In order to complete the proof of the correctness of GCTE _ε , we note that the algorithm makes progress at each level i, that is, level i + 1 is at strictly greater depth than level i. Indeed, this follows from ε b _i > 0 for ε > 0, which gives ⌈ε b _i ⌉ ≥ 1. □

Lemma 2

The number of levels in Algorithm GCTE _ε is at most \(\log _{(\frac {1}{1-\varepsilon })} B\) .

Proof

For the purpose of this proof introduce two variables \(d_{i}^{\prime }\) and \(b_{i}^{\prime }\) as follows: \(d_{1}^{\prime }= 0\) and \(d_{i}^{\prime }=d_{i-1}^{\prime }+\varepsilon \cdot b_{i-1}^{\prime }\) for i > 1, where \(b_{i}^{\prime }=B-d_{i}^{\prime }\) for i ≥ 1.

We first argue by induction on i that \(d_{i}^{\prime } = B-(1-\varepsilon )^{i-1}B\) for i ≥ 1. This claim trivially holds for i = 1 so take now some i ≥ 1 and assume that \(d_{i}^{\prime } = B-(1-\varepsilon )^{i-1}B\). We obtain

$$\begin{array}{@{}rcl@{}} d_{i + 1}^{\prime} = d_{i}^{\prime} + \varepsilon b_{i}^{\prime} = d_{i}^{\prime} + \varepsilon(B-d_{i}^{\prime}) = (1-\varepsilon)d_{i}^{\prime} + \varepsilon B \\ = (1-\varepsilon)\left( B-(1-\varepsilon)^{i-1}B \right) + \varepsilon B = B-(1-\varepsilon)^{i}B, \end{array} $$

as required.

Since \(d_{i}\geq d_{i}^{\prime }\) for each i ≥ 1, we have proved that d _i+ 1 ≥ B − (1 − ε)ⁱ B for each i ≥ 1. Observe now, that if (1 − ε)ⁱ ⋅ B ≤ 1, then the i-th call is the last recursive call to GCTE _ε , i.e., the subtrees rooted at level i + 1 have no unexplored edges. This holds due to the fact that the height of the tree is no more than B − 1. Therefore, the inequality (1 − ε)ⁱ ⋅ B ≤ 1, gives us an upper bound on the maximum level number i, which gives at most \(\log _{(\frac {1}{1- \varepsilon })} B \) levels. □

Before proceeding to calculating the cost of Algorithm GCTE _ε , let us make the following useful remark. During the procedure Uncover, each participating agent uses at most δ − 1 energy to reach the starting node for its DFS exploration and uses at least \(b -(\delta - 1) - \left \lceil {x(\varepsilon )}\right \rceil \geq \left \lceil {\frac {1}{2}(\frac {1}{2} - \varepsilon ) b}\right \rceil \) units of energy to contribute to the DFS exploration of unexplored nodes.

Lemma 3

Procedure Uncover ( r,δ ) for r = r ₀ and δ = ⌊(1/2 + ε)B⌋uses S O L _r agents where S O L _r ≤\(\frac {4}{(\frac {1}{2} - \varepsilon )} \cdot OPT\) .

*Task 1:* Show every line of the entries below that contains the word "background", matching its case.

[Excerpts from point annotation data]
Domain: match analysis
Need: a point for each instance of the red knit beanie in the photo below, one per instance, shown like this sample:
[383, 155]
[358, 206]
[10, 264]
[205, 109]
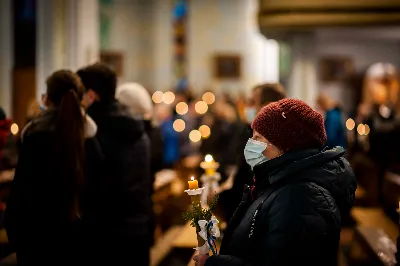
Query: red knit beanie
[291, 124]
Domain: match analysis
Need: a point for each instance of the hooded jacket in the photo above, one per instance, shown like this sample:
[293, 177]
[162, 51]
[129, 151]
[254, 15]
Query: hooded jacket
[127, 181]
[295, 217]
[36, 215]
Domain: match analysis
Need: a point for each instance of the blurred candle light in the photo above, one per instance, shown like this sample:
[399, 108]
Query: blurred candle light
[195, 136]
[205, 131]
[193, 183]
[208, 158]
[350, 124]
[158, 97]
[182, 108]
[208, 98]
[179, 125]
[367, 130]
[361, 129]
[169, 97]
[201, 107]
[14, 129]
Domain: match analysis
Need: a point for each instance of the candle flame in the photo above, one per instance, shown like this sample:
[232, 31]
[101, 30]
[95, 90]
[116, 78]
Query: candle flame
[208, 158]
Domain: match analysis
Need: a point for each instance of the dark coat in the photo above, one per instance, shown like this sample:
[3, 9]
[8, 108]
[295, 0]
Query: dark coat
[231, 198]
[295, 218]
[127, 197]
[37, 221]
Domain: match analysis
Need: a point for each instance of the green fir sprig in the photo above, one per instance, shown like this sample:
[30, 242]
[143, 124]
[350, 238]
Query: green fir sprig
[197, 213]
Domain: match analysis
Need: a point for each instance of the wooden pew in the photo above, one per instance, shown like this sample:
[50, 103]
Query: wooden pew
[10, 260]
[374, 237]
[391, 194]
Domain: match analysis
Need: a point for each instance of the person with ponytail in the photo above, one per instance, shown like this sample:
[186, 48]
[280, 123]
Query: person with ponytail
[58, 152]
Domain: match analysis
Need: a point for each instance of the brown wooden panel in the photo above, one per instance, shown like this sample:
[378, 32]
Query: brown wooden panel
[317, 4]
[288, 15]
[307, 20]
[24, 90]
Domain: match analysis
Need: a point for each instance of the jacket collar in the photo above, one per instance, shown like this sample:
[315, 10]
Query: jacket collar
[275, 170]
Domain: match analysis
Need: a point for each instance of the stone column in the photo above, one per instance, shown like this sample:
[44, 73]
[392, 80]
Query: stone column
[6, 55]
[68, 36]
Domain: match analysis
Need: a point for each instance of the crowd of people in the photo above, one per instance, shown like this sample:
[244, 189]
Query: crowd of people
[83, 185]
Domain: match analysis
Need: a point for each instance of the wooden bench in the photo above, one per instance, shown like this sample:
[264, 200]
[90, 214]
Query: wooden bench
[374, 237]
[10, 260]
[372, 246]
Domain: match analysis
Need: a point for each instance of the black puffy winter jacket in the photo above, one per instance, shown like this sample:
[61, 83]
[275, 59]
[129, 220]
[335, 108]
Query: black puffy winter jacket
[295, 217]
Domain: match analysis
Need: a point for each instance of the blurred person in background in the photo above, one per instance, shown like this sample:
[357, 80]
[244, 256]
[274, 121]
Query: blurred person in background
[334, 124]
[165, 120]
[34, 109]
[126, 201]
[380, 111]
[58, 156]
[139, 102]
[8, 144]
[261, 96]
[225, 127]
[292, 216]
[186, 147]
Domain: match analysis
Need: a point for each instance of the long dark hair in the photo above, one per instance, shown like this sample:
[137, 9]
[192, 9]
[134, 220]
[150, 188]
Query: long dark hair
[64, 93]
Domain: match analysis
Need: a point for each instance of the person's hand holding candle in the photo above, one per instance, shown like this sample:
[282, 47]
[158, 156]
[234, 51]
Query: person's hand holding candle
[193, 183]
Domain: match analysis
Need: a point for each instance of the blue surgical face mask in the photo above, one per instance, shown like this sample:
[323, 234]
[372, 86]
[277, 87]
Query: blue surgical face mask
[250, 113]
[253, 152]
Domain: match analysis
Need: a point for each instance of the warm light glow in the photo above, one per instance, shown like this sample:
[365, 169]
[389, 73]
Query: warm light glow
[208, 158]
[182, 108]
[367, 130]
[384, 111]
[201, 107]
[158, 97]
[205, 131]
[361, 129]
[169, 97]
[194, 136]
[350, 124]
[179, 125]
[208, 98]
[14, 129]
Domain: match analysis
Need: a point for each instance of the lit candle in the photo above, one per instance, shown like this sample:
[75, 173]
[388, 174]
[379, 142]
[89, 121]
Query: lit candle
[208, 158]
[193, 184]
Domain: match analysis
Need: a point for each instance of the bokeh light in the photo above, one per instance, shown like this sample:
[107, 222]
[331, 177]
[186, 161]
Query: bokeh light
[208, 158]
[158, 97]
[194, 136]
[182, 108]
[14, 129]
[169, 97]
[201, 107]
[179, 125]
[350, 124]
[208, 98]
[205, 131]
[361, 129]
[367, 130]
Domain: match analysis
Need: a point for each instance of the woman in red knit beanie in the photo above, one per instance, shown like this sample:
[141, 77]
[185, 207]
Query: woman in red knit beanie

*Task 2:* Write out the passage of the proof text above starting at "We first argue" and ending at "as required.".

*Full solution 1:*
Need: a point for each instance of the blurred person in background in the photo above, one per instance, shown like this sample:
Query: blurred person in background

*Full solution 2:*
We first argue by induction on i that \(d_{i}^{\prime } = B-(1-\varepsilon )^{i-1}B\) for i ≥ 1. This claim trivially holds for i = 1 so take now some i ≥ 1 and assume that \(d_{i}^{\prime } = B-(1-\varepsilon )^{i-1}B\). We obtain

$$\begin{array}{@{}rcl@{}} d_{i + 1}^{\prime} = d_{i}^{\prime} + \varepsilon b_{i}^{\prime} = d_{i}^{\prime} + \varepsilon(B-d_{i}^{\prime}) = (1-\varepsilon)d_{i}^{\prime} + \varepsilon B \\ = (1-\varepsilon)\left( B-(1-\varepsilon)^{i-1}B \right) + \varepsilon B = B-(1-\varepsilon)^{i}B, \end{array} $$

as required.